The task: Revise the entries below, beginning with the first one and stopping after the line that contains "x=382 y=493". Replace "locate routine" with "pointing routine" throughout that span and leave everything else unchanged.

Data items:
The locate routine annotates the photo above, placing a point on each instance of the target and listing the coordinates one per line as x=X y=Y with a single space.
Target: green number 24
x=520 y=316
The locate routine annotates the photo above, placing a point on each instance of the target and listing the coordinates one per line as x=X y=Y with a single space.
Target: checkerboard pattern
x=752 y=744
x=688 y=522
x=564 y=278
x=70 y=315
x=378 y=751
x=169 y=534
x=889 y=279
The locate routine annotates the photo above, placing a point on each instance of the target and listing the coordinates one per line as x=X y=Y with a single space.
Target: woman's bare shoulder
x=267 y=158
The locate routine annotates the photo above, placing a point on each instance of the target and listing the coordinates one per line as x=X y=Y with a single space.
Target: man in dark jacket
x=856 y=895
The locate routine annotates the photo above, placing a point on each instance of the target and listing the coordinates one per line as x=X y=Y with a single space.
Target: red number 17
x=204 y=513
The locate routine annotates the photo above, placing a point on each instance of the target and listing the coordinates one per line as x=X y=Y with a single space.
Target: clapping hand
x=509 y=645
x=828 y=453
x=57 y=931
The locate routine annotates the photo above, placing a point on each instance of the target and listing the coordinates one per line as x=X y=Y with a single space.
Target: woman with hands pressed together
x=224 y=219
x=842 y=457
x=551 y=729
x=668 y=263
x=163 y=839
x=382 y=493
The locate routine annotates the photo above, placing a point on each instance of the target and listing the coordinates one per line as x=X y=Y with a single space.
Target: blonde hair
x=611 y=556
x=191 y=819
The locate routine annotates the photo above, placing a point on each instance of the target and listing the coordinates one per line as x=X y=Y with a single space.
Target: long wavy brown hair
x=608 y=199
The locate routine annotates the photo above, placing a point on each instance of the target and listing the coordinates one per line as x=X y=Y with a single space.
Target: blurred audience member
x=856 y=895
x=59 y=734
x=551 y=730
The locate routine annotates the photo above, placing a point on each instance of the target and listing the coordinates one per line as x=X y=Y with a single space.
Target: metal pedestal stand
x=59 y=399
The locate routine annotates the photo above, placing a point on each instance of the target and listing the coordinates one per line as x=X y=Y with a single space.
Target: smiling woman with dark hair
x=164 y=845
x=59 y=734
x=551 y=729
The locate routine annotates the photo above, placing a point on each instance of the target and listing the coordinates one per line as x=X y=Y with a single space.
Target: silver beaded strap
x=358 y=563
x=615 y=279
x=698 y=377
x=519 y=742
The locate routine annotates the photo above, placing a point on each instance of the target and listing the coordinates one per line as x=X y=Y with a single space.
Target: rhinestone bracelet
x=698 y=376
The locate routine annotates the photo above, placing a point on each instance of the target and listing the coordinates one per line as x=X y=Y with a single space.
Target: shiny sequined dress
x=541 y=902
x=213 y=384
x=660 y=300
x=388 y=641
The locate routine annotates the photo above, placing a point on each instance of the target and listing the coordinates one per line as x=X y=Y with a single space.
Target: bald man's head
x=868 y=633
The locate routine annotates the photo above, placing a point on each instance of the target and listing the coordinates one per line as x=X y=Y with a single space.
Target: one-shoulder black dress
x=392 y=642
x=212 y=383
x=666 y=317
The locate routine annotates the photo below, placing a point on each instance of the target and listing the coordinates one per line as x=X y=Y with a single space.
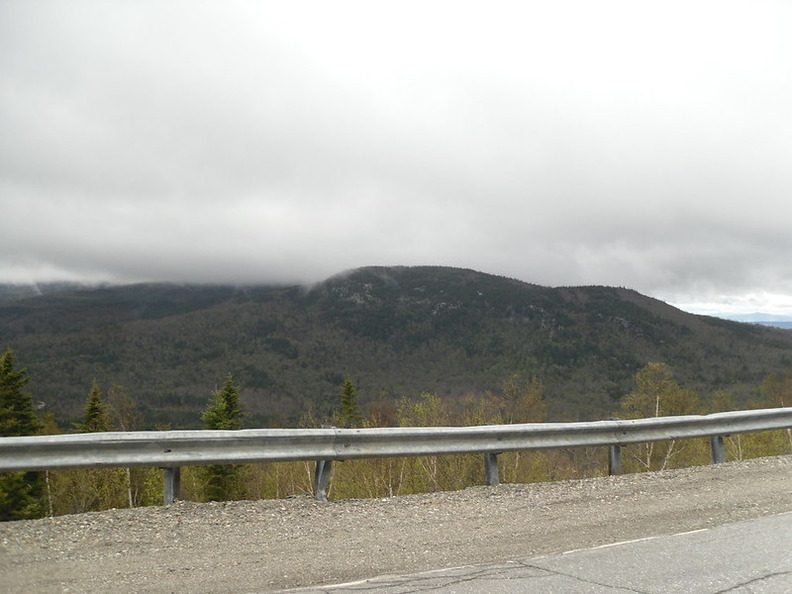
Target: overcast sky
x=630 y=143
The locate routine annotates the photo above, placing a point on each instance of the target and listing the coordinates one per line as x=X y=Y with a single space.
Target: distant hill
x=396 y=331
x=764 y=319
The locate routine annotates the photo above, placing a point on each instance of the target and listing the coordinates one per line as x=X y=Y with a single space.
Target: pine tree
x=21 y=493
x=223 y=412
x=96 y=416
x=349 y=414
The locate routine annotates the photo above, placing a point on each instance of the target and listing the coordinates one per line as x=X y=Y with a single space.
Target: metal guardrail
x=172 y=449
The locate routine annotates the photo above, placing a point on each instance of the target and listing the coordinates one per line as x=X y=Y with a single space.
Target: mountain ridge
x=397 y=331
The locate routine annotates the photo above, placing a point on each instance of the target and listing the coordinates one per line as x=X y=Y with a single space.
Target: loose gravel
x=260 y=546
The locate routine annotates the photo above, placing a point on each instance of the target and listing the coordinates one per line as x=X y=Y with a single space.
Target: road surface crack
x=585 y=581
x=753 y=581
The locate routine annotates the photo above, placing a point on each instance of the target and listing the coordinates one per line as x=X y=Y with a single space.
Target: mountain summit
x=397 y=331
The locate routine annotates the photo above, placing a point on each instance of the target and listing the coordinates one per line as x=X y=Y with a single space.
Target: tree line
x=519 y=400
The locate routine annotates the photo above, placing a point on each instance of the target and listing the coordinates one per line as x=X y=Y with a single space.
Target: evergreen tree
x=349 y=414
x=21 y=493
x=223 y=412
x=96 y=416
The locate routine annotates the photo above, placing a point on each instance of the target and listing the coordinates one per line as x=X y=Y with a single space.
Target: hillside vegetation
x=397 y=332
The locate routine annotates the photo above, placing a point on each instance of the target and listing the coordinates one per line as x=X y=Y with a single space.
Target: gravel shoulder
x=259 y=546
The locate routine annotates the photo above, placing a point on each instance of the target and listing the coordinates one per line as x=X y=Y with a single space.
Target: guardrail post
x=614 y=459
x=718 y=452
x=322 y=478
x=491 y=469
x=171 y=484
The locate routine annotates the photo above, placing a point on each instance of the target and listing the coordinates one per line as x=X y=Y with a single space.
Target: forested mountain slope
x=396 y=331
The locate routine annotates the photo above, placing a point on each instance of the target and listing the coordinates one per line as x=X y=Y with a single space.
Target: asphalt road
x=745 y=557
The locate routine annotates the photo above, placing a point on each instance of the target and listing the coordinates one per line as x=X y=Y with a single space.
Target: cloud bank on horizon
x=636 y=144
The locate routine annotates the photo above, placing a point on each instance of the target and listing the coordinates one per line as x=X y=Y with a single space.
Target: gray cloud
x=627 y=144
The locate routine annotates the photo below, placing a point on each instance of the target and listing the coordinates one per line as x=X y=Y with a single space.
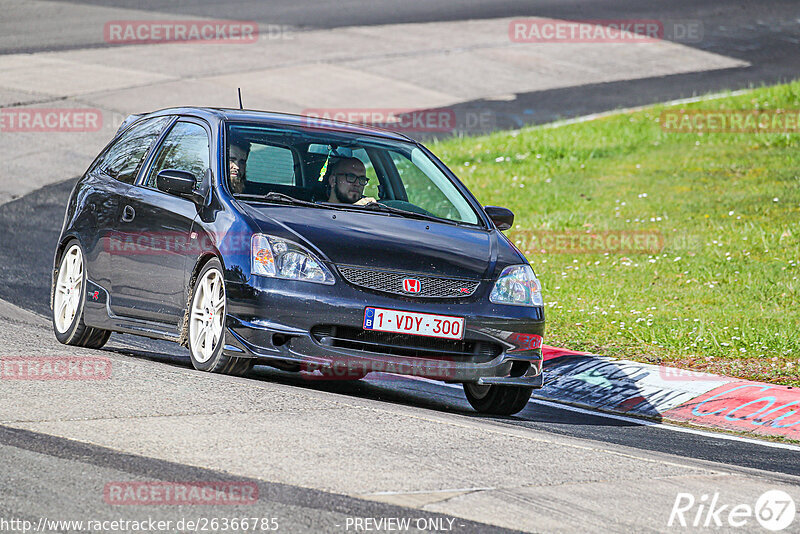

Final result:
The pointing routine annotates the photo above, placing a point on each instance of the target and listing the coordinates one per line as x=X y=Y with a single space.
Target: green number 24
x=520 y=316
The pointing routine annotates the photo above, placing a point on each instance of the target and listing the coordinates one per line as x=X y=Y with a single space.
Target: checkerboard pattern
x=752 y=744
x=688 y=522
x=564 y=278
x=70 y=315
x=378 y=751
x=169 y=534
x=889 y=279
The pointing routine annotates the photo above, placing a point on each instance of the target and listing the coordinates one per line as x=X y=Y with a single space.
Target: woman's bare shoulder
x=267 y=158
The pointing routine annotates the photo above, placing a point on each instance of the target and listing the coordinates one per line as x=X y=Y with a single space.
Target: man in dark jacket
x=856 y=895
The pointing routine annotates the photo above, placing a point on each instance of the target and listing the coordinates one per line as x=X y=Y with a single space.
Target: red number 17
x=204 y=513
The pointing routine annotates the photo above, placing a point on each instance of the target and listing the coordinates one per line as x=X y=Y with a single space.
Target: clapping hand
x=509 y=645
x=828 y=453
x=57 y=931
The pointing routine annotates the photo above, placing a point on each instance of the target and listing the coordinates one per line as x=X y=Y with a single space.
Target: woman with hands pressed together
x=224 y=219
x=842 y=457
x=551 y=729
x=668 y=263
x=163 y=839
x=382 y=493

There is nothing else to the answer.